# Work required:
Beginning with the first line, please repeat the entries exactly and end on the line that contains "Target: lamp post".

──────── Exercise data

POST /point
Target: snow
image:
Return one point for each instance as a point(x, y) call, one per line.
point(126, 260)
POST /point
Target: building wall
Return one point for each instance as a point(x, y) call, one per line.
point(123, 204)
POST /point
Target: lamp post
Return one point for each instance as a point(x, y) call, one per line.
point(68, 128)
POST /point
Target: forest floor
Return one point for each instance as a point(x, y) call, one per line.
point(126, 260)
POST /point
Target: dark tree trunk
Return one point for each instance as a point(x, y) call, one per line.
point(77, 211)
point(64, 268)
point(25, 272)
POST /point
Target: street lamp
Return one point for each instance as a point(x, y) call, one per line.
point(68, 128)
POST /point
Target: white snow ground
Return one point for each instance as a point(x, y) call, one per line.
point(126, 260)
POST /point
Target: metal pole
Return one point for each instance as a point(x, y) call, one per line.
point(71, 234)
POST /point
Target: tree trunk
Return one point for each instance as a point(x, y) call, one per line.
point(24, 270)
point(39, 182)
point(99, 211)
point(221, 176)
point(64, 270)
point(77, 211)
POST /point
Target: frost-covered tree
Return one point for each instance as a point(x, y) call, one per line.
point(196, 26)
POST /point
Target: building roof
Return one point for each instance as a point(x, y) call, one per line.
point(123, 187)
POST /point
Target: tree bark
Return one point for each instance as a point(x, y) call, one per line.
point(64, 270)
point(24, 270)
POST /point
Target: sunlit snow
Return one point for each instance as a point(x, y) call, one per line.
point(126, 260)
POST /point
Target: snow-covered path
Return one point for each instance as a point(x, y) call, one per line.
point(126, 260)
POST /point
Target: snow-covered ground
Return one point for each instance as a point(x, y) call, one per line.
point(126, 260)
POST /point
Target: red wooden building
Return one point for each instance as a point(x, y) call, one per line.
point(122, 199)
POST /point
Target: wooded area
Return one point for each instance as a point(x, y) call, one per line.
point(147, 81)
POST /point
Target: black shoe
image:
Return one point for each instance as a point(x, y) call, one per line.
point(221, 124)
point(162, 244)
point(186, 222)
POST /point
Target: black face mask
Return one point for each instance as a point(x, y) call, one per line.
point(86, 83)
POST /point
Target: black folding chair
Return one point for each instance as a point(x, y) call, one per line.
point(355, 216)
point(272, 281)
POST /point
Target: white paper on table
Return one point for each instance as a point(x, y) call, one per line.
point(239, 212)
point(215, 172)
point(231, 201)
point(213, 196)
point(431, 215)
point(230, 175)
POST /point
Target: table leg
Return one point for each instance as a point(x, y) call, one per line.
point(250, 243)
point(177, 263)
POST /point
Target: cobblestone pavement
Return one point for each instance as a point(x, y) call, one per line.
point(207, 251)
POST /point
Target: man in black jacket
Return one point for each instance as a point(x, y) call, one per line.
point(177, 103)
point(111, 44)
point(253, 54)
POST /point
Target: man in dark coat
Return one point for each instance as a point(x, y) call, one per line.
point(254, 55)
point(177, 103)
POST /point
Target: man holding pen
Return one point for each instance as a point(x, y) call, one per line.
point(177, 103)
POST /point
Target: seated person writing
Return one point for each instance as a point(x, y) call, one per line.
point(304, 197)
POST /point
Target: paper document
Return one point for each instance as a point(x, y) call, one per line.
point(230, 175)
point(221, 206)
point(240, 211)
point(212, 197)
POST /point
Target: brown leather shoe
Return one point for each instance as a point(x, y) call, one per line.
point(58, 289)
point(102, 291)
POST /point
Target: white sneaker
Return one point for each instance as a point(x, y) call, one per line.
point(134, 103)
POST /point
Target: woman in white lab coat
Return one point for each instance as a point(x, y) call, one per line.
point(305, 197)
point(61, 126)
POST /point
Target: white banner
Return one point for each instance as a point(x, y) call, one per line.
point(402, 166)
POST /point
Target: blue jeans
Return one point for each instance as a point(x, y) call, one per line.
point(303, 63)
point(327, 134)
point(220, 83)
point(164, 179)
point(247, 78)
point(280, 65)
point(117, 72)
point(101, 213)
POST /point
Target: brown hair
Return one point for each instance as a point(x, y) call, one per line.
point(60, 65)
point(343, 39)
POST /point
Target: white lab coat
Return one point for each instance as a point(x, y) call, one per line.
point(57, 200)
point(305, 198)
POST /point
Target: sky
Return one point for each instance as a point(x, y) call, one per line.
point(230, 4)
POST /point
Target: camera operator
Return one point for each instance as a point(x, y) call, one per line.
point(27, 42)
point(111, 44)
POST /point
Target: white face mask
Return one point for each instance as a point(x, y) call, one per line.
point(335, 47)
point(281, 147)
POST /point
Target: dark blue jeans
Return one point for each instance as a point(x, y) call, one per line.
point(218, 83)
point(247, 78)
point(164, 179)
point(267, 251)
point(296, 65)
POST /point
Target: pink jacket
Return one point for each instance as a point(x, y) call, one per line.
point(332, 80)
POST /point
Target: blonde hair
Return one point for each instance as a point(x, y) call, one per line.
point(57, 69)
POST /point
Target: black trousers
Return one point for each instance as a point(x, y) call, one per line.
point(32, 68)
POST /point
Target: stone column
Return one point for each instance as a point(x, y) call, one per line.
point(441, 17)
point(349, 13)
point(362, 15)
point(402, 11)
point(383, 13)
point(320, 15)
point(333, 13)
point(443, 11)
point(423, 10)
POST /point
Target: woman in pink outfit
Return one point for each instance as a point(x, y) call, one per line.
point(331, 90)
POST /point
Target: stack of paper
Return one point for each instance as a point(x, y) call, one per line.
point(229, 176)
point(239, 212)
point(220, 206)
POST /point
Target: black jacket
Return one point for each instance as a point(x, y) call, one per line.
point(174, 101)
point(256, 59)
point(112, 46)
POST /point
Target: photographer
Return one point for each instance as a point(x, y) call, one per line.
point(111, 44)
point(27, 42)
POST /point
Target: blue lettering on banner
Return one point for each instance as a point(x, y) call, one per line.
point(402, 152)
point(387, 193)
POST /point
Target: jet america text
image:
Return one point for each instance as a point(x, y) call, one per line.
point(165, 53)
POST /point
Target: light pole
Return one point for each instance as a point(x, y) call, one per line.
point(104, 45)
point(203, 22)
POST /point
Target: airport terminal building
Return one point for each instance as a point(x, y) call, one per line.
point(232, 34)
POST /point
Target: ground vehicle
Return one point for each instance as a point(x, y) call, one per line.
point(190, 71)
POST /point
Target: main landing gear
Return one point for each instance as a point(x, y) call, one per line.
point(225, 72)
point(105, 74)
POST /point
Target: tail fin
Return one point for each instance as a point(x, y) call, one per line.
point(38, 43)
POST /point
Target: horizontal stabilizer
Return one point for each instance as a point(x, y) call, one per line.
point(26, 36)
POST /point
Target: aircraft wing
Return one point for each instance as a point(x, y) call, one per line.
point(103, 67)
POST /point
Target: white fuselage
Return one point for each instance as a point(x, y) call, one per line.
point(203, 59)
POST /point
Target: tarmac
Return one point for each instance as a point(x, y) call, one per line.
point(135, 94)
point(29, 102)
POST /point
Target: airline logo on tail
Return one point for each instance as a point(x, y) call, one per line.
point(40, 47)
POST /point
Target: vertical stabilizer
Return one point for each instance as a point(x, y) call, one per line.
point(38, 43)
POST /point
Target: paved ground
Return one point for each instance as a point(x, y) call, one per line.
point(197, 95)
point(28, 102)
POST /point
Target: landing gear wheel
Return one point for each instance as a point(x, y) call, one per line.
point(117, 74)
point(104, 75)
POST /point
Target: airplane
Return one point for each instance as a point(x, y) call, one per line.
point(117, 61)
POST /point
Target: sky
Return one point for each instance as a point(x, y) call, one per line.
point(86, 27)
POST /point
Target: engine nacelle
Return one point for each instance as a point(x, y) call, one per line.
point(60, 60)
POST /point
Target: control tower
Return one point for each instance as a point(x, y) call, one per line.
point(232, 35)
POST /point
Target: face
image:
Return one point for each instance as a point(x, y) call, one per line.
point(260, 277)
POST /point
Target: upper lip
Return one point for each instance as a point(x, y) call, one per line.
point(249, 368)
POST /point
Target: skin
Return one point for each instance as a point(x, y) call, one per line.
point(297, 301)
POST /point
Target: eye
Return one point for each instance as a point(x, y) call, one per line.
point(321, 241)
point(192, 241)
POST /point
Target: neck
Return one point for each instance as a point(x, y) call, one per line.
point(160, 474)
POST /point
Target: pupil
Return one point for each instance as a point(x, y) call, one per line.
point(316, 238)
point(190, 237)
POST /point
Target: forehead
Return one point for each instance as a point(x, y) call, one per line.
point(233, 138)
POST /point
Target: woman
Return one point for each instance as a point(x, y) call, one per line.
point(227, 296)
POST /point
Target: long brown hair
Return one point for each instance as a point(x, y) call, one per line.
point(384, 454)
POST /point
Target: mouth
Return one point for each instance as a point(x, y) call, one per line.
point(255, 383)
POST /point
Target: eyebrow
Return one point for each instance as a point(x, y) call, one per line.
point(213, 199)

────────────────

# Task response:
POST /point
Target: snow
image:
Return one point for each instance as a point(x, y) call, one per line.
point(126, 260)
POST /point
Target: building wall
Return one point for each instance as a point(x, y) call, one per line.
point(123, 204)
POST /point
Target: lamp post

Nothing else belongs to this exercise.